» СПИСОК ЗАДАНИЙ:
[a] Какой призыв, согласно тексту о книге Мейера, запечатлен в подзаголовке этой книги?
[b] Пожалуйста, подсчитайте строки записей, в которых встречается строка «swatch», с учетом регистра, и укажите только число.

» ПРИВЕДЕННЫЙ ТЕКСТ:
__________________________________________________
Выбрать главу

Приведенные выше две цитаты из писем его читателей характерны для всего творчества Г. А. Мейера и в особенно­сти для его книги о Достоевском. Эта книга — особый ана­лиз жизни и всего того, что входит в ее круг, в первую оче­редь, мы сами. Это — анализ с позиций нашей совести, на­шего духа.

«...романы Достоевского никого <и ничего не изображают, а раскрывают тайны человеческого духа и, познавая их, ка­саются миров иных... самая важная, главная, ценная и не­повторимая особенность гения Достоевского — это его спо­собность бесстрашно разворачивать перед нами свиток на­шей совести».

Именно в силу этого вйдения Достоевского книга Мей­ера может расколоть жизнь его читателя на два разных пе­риода, может сообщить духовную силу, привести подлин­ное утешение в самых страшных потерях.

Через Достоевского, «писателя высших реальностей», по­казывает нам Мейер иное, чем мы знаем, устройство мира и нашей человеческой жизни, то реальнейшее из реальных, о котором в течение двух тысяч лет повествует нам Евангелие. А призыв к медленному чтению, который запечатлен в под­заголовке этой книги, не только определяет ее направлен­ность, но против течения нашей эпохи, — суетной, поверх­ностной, торопящейся, неуспевающей — приближает нас к новой человеческой эре неторопливого глубинного проник­новения в жизнь, во все ее измерения и планы, в подстерега­ющую нас вечность.
__________________________________________________
» ПРЕДОСТАВЛЕННЫЕ ЗАПИСИ:
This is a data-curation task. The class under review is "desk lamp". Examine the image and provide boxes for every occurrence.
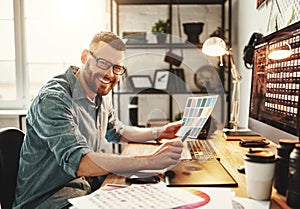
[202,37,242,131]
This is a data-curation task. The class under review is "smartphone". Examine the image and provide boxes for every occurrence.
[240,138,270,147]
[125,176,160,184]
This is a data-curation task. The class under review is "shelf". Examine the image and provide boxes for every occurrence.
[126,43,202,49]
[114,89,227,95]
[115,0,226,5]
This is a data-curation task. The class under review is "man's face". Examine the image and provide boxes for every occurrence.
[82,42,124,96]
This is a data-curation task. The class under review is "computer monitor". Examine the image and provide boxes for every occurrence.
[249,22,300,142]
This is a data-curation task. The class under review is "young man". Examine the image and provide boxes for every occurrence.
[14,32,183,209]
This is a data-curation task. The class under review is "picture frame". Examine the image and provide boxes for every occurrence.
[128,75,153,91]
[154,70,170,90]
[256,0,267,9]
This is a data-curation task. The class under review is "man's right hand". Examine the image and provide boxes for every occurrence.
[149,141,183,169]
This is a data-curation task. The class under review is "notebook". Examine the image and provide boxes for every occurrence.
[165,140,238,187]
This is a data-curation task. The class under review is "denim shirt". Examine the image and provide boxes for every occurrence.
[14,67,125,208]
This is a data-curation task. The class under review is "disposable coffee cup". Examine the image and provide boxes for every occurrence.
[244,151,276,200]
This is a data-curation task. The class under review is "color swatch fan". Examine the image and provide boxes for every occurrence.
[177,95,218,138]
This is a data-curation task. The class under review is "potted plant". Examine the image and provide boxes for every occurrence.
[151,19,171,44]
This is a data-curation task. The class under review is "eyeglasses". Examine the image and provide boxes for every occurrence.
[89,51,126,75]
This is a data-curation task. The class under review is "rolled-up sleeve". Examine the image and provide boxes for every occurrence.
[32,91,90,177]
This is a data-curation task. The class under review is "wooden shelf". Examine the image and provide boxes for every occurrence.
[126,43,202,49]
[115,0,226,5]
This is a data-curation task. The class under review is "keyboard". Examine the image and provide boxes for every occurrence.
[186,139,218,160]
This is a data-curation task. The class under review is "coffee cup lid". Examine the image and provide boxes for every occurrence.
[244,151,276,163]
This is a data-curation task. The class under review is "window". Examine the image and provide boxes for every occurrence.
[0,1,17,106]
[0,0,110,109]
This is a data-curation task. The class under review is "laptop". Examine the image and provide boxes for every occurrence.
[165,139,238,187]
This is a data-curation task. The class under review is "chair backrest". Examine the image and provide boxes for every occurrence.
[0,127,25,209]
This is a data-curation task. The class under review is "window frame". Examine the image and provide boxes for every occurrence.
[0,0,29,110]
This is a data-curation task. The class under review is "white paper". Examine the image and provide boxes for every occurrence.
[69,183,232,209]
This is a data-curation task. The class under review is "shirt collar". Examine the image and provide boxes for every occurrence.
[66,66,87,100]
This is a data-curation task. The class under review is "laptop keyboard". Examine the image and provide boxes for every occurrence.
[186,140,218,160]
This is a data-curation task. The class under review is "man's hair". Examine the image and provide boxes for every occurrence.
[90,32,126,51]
__________________________________________________
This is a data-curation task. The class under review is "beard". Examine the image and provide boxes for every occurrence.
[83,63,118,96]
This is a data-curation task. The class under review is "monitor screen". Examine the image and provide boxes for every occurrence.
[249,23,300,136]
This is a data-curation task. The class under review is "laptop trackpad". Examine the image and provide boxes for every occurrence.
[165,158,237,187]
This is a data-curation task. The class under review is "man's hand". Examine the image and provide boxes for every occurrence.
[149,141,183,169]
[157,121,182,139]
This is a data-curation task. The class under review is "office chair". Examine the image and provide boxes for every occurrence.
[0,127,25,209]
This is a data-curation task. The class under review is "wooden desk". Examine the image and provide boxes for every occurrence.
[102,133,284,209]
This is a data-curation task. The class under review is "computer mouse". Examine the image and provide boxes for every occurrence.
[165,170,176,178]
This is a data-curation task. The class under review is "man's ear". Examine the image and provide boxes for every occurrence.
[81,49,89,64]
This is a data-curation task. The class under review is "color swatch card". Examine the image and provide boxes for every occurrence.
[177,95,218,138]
__________________________________________________
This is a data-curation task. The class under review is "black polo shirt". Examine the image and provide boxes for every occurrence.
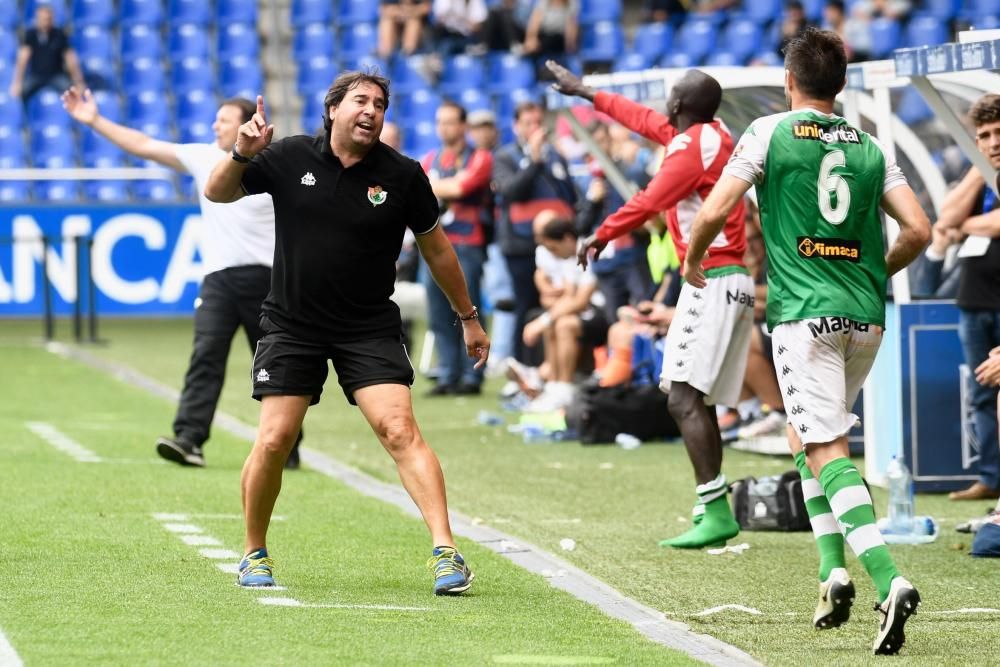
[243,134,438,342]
__________________________________________________
» ОТВЕТЫ К ЗАДАНИЯМ:
[a] Призыв к медленному чтению.

[b] 2